*** Available records

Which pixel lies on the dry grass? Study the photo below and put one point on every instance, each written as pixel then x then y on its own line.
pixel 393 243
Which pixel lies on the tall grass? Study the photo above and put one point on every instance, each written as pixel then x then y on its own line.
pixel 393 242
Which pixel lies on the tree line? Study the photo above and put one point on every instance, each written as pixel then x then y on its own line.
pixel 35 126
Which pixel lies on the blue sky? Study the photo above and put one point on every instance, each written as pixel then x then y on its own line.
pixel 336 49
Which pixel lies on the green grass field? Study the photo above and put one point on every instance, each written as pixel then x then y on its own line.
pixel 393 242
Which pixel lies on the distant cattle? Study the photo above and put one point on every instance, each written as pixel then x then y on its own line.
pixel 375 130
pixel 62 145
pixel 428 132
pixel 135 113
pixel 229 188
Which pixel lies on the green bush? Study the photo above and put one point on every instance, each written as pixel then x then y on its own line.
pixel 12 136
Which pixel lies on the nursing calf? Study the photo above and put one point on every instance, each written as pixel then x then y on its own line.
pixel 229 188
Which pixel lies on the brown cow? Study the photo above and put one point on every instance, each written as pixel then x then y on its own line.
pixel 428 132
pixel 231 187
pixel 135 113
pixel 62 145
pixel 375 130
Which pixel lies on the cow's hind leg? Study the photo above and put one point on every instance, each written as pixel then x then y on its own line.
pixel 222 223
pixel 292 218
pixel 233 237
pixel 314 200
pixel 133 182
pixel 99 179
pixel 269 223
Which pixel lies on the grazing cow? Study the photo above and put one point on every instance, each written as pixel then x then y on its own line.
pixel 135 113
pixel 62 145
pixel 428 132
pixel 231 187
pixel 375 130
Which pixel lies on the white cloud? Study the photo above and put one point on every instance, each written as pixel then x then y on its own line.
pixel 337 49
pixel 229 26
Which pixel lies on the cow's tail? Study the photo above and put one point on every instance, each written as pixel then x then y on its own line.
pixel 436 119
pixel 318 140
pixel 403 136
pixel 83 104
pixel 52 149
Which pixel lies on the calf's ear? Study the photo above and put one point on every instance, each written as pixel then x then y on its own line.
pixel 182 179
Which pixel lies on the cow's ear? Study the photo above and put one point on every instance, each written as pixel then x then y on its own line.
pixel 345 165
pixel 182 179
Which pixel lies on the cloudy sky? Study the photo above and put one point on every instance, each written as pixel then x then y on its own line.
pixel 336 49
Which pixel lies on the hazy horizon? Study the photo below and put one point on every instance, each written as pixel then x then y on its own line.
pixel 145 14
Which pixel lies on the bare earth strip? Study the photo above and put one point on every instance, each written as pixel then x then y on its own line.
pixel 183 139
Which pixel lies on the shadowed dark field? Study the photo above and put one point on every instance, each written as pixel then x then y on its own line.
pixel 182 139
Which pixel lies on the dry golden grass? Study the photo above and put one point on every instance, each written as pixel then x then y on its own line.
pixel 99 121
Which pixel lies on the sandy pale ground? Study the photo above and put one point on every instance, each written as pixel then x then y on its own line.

******

(Try it)
Nothing in the data may be omitted; transcribe it exactly.

(Task output)
Which pixel lies on the dry grass? Study the photo below and put one point on every instance, each written as pixel then x then y on its own line.
pixel 393 243
Which pixel lies on the tall grass? Study the photo above and put one point on every instance, each written as pixel then x then y on its own line.
pixel 393 242
Which pixel lies on the tree line? Study the photo above and put one point on every instance, each written as pixel then x then y on its own line.
pixel 35 126
Which pixel lies on the blue sky? Study the photo above and put one point on every instance, each written as pixel then x then y on its own line.
pixel 336 49
Which pixel lies on the green grass field? Study the photo above and put one point on every instance, each written as pixel then x then y on its own line.
pixel 393 242
Which pixel lies on the distant cattle? Study the photo above and put one point on every instance, each written as pixel then x then y on its own line.
pixel 375 130
pixel 62 145
pixel 428 132
pixel 135 113
pixel 229 188
Which pixel lies on the green bush? Study the photo above and put one point on every instance, each written as pixel then x then y on its own line.
pixel 12 136
Which pixel lies on the nursing calf? Study the photo above and put one point on every instance, each written as pixel then x then y on its own line.
pixel 229 188
Which pixel lies on the brown cow? Study the photo above and put one point on every instance, each written as pixel then x then y on its own line.
pixel 428 132
pixel 231 187
pixel 135 113
pixel 62 145
pixel 375 130
Which pixel lies on the cow's hind leg? Study the photo above and put one point on every instance, each written as pixel then x then y on its own line.
pixel 222 223
pixel 292 218
pixel 233 237
pixel 314 200
pixel 133 182
pixel 99 179
pixel 269 223
Which pixel lies on the grazing cow? Study the photo above and put one point on every instance, each written as pixel then x then y on its own line.
pixel 135 113
pixel 62 145
pixel 428 132
pixel 231 187
pixel 375 130
Which pixel lies on the white cloud? Study the photo above and put one point on every instance, each written as pixel then x then y on its own line.
pixel 337 49
pixel 229 26
Which pixel lies on the cow's tail? Study the photo above and put one point on every instance, each written as pixel then x then y on its own line.
pixel 436 119
pixel 318 140
pixel 403 136
pixel 83 104
pixel 52 149
Which pixel lies on the calf's ear? Study the photo above and put one point on every instance, each written as pixel then x then y on its own line.
pixel 182 179
Which pixel lies on the cow's ear? Study the photo above and put one point on every instance, each written as pixel then x then y on its own line.
pixel 345 165
pixel 182 179
Which pixel lies on the cloudy sky? Study the photo above and put one point on every instance, each written as pixel then x then y on its own line.
pixel 336 49
Which pixel lies on the hazy horizon? Study the photo below and put one point on every instance, each written as pixel then x then y on its own line.
pixel 145 14
Which pixel lies on the bare earth strip? Study the photo above and put one point on every instance, each written as pixel then x then y on its own line.
pixel 183 139
Which pixel lies on the shadowed dark field? Study the photo above and put one point on every instance, each written as pixel then x then y on its own line.
pixel 182 139
Which pixel lies on the dry golden grass? Study the photo above and put one point on every instance, each written as pixel then x then y on its own line.
pixel 99 121
Which pixel lies on the sandy pale ground? Study the photo above and put one point on every instance, each written as pixel then x then y on its own line.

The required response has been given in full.